There are two purposes of every contract:
- To protect the “reasonable expectations” of the parties.
- To compensate one or more parties for “damages” caused by “reasonable reliance” on those expectations.
Your printed fee schedule (or letter) is a contract with the employer, whether it’s signed or not. If you want to learn more about why, I suggest you read Chapters 100 and 113 in Placement Management entitled “A Simplified Theory to Win Placement Fee Cases” and “How Your Fee Schedule Endears You to Employers.”
When you don’t agree with an employer, it’s up to the judge or jury to figure out the terms of your deal. Too often, the words on your fee schedule aren’t enough.
- Was the “annual starting compensation” used only to determine the fee, or was there also an implied condition that said, “The fee is only due if the candidate stays for a year?”
- Was the “30-day replacement guarantee” all you intended, or was it just an offer to replace before issuing a full refund?
- Were the “estimated annual gross earnings” only meant to be used if the actual earnings couldn’t be determined (as where the candidate bails or fails)?
If I gave you what you’d like to say, only an empty-headed employer would agree. So certainty in the terms yields to practicality and marketability.
Courts have been facing this problem of “latent ambiguities” (unanticipated events) ever since people started arguing. As a result, legal scholars have developed various “rules of construction” to figure out what the parties intended.
Attorney Andrew Coppola stated why in The Law of Business Contracts (out of print):
In the making of a contract, two or more people use words or perform acts, and one of them may give his expressions a meaning that differs from the meaning attributed to them by the other. The court must first determine by the process of interpretation what that meaning is.
By the process of construction of a contract, the court determines its legal effect and the legal relations of the parties.
Rules of construction guide judges and are used as formalized jury instructions everywhere. Here are the seven you should know:
RULE 1: Consider the transaction in its entirety.
Let’s say your fee schedule reads, “In the event the candidate ceases to provide services for any reason within 30 calendar days, we will replace said candidate at no charge.”
However, the hiring authority wrote you a letter in response that stated he wanted a 90-day replacement guarantee. Neither of you signed the others document. Absent some evidence that you didn’t receive the hirer’s letter, by making the placement you’re locked into the 90-day guarantee.
The court is just applying common sense to the transaction. It’s looking at the “course of dealings” to decide on the terms of the agreement before the contract was executed (completed).
The “rule of entirety” is applied after placements too. A discounted invoice is the most common situation. If you get mad and later bill a full fee, you’ll be lucky to even get the discounted amount.
The way to protect yourself is to clearly state the full fee on the first invoice, noting:
- The discounted amount (percentage and number).
- The date when the full fee will apply if the discounted amount hasn’t been paid.
That way, the court will find there was consideration for your discount — prompt payment. That’s a lot different from finding that the discounted amount was an oral modification of your written fee schedule.

RECORD SET →
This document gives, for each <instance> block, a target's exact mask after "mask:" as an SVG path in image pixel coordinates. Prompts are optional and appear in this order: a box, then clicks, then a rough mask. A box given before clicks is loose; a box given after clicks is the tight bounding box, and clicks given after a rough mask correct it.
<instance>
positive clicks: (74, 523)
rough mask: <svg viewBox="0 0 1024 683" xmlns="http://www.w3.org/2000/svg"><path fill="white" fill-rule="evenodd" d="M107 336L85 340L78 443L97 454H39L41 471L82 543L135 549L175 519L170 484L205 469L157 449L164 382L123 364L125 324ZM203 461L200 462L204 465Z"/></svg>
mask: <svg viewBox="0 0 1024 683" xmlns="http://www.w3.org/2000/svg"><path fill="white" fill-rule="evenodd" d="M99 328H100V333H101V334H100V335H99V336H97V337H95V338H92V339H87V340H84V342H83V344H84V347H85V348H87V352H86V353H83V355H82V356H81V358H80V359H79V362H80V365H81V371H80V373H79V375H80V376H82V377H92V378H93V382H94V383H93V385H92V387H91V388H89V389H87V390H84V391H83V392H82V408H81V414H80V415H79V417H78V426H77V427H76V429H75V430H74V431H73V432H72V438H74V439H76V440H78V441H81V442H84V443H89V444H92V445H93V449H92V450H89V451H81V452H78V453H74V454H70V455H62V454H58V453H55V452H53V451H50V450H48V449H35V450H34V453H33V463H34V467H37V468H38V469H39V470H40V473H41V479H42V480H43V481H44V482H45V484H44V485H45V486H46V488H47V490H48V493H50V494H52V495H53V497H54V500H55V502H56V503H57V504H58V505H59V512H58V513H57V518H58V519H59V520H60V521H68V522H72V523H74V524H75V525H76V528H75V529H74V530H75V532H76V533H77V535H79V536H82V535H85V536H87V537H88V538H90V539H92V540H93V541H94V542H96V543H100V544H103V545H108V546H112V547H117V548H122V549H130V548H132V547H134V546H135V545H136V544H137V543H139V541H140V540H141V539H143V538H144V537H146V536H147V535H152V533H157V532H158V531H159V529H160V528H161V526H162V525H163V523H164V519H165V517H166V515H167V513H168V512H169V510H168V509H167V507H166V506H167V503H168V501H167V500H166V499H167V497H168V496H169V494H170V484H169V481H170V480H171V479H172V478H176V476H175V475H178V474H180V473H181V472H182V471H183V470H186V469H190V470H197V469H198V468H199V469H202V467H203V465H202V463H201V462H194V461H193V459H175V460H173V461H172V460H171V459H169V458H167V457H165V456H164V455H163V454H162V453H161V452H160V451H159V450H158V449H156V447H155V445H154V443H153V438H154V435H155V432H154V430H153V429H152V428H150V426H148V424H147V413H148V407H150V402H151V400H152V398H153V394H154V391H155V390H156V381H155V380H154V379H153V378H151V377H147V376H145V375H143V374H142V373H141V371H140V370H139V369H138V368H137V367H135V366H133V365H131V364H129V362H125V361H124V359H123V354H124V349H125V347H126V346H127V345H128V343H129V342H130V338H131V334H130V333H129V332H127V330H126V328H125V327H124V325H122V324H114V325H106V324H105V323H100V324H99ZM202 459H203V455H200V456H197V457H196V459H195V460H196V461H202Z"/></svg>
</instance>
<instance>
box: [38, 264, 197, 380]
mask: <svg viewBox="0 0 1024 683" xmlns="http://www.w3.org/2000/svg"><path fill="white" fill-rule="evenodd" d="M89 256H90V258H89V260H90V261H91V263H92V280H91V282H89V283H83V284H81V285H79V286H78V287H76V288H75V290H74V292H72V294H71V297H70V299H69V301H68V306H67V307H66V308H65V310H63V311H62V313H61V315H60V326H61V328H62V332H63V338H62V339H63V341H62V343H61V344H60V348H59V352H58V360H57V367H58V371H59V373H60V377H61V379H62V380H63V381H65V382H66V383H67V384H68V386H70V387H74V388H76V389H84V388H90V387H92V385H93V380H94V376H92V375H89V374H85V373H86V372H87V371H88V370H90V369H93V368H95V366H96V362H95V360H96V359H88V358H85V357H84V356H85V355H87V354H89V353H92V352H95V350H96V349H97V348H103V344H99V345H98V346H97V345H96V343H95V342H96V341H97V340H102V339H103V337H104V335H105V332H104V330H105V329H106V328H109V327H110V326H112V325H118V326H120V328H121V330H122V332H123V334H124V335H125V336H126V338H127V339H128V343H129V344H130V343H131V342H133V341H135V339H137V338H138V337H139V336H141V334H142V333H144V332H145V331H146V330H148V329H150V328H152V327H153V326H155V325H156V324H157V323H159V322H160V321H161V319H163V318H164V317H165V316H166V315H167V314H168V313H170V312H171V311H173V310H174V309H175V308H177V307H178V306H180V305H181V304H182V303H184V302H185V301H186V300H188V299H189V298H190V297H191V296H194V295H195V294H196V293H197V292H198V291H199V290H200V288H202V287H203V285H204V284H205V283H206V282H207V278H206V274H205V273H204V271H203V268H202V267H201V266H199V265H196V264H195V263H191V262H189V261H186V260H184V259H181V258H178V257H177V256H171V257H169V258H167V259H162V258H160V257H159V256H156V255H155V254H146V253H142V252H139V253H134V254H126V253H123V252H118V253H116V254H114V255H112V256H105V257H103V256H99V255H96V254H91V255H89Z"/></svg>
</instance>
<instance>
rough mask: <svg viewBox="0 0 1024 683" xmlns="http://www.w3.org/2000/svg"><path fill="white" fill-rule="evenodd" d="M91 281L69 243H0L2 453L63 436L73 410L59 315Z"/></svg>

JOB → In the text on contract rules of construction, what is the most common situation in which the rule of entirety applies after placements?

YOUR RESPONSE → A discounted invoice.